What needs to be done :: Pull out every line in the entries below that contains the word "outstretched".

Given data ::
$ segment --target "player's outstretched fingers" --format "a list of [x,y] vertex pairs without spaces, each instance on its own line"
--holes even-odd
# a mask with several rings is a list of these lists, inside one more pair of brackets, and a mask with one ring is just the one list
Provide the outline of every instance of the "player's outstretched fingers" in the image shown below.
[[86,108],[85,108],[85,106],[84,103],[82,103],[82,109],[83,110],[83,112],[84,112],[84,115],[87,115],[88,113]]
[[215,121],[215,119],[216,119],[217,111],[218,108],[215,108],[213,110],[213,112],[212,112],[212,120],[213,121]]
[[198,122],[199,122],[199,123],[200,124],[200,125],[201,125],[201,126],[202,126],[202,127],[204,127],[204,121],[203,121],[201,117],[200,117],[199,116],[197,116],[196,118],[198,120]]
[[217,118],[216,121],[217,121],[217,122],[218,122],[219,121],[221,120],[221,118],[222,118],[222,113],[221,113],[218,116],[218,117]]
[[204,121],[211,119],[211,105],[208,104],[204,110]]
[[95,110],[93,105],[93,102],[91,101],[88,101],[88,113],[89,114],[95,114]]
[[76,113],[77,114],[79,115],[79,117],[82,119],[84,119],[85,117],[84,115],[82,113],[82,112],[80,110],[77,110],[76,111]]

Answer to the problem ::
$ segment --target "player's outstretched fingers" --format "a list of [x,y] vertex pairs without spaces, each instance on its own line"
Provide the outline of every instance of the "player's outstretched fingers" in the image shown below.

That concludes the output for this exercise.